*Supplied text*
++++++++++

Nephrosclerosis Clinical Presentation

Updated: Dec 06, 2018
  • Author: Fernando C Fervenza, MD, PhD; Chief Editor: Vecihi Batuman, MD, FASN  more...
  • Print


Patients may present with hypertension, its complications (eg, heart failure, stroke), and/or symptoms of uremia. In most patients, hypertension is present for many years (usually >10 y), with evidence of periods of accelerated or poorly controlled BP.

Features suggesting the diagnosis of hypertensive nephrosclerosis are as follows:

  • Black race

  • Hypertensive retinal changes

  • Left ventricular hypertrophy

  • Long-standing or very severe hypertension

  • Proteinuria less than 0.5 g/d

  • Hypertension diagnosed prior to the onset of proteinuria

  • Hypertension preceding renal dysfunction

  • No evidence of another renal disease

  • Biopsy findings compatible with the diagnosis



Upon physical examination, evidence of hypertension-related target organ damage includes hypertensive changes in the retinal vessels and signs of left ventricular hypertrophy.

Hemorrhages or exudates are characteristic of accelerated hypertension, and papilledema is a feature of malignant hypertension.



No specific causes for hypertensive nephrosclerosis are known.

A gene that predisposes to hypertensive renal injury has been identified in rats. To date, however, no specific hypertensive ESRD-associated gene has been identified in humans. It must be noted that the APOL1 gene variant can increase the risk of renal disease progression in African American hypertensive patients, but the mechanism by which it causes progression of renal disease is unknown and it is unclear whether the gene variant causes hypertension other than by causing renal disease first.

Correct identification of hypertensive nephrosclerosis susceptibility genes requires accurate hypertensive nephrosclerosis phenotyping. The major impediment to establishing a reliable hypertensive nephrosclerosis phenotype is the absence of strong clinical criteria to distinguish hypertensive nephrosclerosis from other renal diseases. Genetic approaches to hypertensive nephrosclerosis require careful scrutiny of clinical diagnoses before assigning phenotypes to study subjects.

++++++++++

*Work required*
Copy out the stretch of the nephrosclerosis text from "Updated: Dec 06, 2018" through "poorly controlled BP.", and switch "uremia" to "renal failure" as you go.

Saved data entries
++++++++++

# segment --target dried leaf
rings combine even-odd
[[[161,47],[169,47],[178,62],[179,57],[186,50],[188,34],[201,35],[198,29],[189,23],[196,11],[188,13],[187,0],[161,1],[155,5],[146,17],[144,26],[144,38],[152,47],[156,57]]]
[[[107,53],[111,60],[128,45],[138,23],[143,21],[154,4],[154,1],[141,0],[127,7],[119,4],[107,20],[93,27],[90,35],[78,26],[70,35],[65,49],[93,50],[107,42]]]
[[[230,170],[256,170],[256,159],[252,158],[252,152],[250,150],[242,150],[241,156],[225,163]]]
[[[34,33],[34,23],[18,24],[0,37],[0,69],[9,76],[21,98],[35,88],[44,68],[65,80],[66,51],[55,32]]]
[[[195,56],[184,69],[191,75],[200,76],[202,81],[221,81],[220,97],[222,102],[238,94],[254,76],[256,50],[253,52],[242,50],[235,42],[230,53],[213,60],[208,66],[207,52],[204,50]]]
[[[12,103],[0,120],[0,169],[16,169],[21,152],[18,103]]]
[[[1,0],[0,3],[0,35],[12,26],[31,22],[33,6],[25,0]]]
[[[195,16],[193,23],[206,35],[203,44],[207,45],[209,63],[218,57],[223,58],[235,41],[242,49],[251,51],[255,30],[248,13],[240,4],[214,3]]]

++++++++++

*Task result*
Updated: Dec 06, 2018
  • Author: Fernando C Fervenza, MD, PhD; Chief Editor: Vecihi Batuman, MD, FASN  more...
  • Print


Patients may present with hypertension, its complications (eg, heart failure, stroke), and/or symptoms of renal failure. In most patients, hypertension is present for many years (usually >10 y), with evidence of periods of accelerated or poorly controlled BP.